* begin *

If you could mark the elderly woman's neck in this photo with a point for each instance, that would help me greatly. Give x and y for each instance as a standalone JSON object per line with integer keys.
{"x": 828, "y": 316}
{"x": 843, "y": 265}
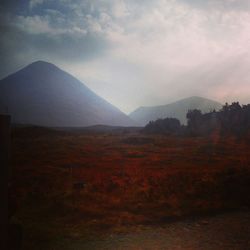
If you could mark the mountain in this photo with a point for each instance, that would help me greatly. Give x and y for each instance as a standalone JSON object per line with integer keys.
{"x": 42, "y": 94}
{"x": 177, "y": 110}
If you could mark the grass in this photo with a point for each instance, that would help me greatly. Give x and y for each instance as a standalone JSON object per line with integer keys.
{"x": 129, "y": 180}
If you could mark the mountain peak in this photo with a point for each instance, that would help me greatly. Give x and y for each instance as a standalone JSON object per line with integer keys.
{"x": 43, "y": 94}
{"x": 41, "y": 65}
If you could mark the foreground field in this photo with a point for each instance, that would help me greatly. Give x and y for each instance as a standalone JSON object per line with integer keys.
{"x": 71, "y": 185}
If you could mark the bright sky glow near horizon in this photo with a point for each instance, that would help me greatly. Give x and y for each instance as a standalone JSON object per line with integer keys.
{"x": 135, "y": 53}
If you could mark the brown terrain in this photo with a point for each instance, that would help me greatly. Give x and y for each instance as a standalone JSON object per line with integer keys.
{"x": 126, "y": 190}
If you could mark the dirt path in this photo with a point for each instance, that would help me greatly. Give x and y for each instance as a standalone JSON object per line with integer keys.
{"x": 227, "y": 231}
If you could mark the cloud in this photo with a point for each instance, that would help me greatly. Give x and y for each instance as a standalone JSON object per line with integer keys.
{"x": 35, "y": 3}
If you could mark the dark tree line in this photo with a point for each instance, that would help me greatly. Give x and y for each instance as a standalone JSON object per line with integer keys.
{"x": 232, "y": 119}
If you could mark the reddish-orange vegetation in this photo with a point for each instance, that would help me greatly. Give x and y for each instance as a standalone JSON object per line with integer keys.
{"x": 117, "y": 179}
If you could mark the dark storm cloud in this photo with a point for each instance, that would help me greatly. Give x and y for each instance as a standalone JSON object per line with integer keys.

* end *

WHAT THE TASK ASKS: Output the material word for word, omitting its pictures.

FINISHED TASK:
If you could mark the elderly woman's neck in this photo with a point for each instance, that would help me greatly. Give x and y for each instance as a standalone JSON object per line with integer keys.
{"x": 828, "y": 316}
{"x": 843, "y": 265}
If you could mark the mountain in this photo with a point for each instance, that would help me greatly. Give x and y for each instance as a standalone JSON object per line with integer keys.
{"x": 42, "y": 94}
{"x": 177, "y": 110}
If you could mark the grass in this photo with a point for each instance, that would help me greatly. Give x and y for each instance as a standalone JSON object per line with integer keys.
{"x": 129, "y": 180}
If you could mark the mountain peak in this photo with a point for each instance, that would help me greatly. Give x and y for each instance as a standalone JSON object per line with integer keys.
{"x": 43, "y": 94}
{"x": 41, "y": 65}
If you could mark the foreground field in this photo with a point for each instance, that would help me greatly. Give x and y for each instance as a standalone JSON object per line with integer keys.
{"x": 71, "y": 185}
If you could mark the bright sky glow near horizon in this photo with a point for each instance, that would help me greatly. Give x and y for each instance as a standalone JSON object per line with integer keys.
{"x": 135, "y": 53}
If you could mark the brown terrain in this photo with a point for each instance, that would help me greatly. Give x and y for each instance as a standalone JSON object per line with integer keys.
{"x": 126, "y": 190}
If you could mark the dirt path in this photo with a point for each instance, that would help me greatly. Give x and y for each instance as a standalone JSON object per line with integer keys.
{"x": 227, "y": 231}
If you could mark the cloud in this photo with a point for each instance, that would help me greatly. Give x and y for each instance as a standalone JSON object per line with integer keys.
{"x": 35, "y": 3}
If you could mark the dark tree line in this photo with a point for each instance, that would help me greatly. Give x and y for each instance as a standalone JSON object per line with integer keys.
{"x": 232, "y": 119}
If you could mark the reddish-orange vegetation in this photo with a point for each instance, that would help me greatly. Give x and y for each instance as a standalone JSON object per line with integer keys.
{"x": 117, "y": 179}
If you could mark the dark storm cloud in this photo with a point for each instance, that would help me greatly. Give x and y for each instance as a standalone JSON object per line with integer keys.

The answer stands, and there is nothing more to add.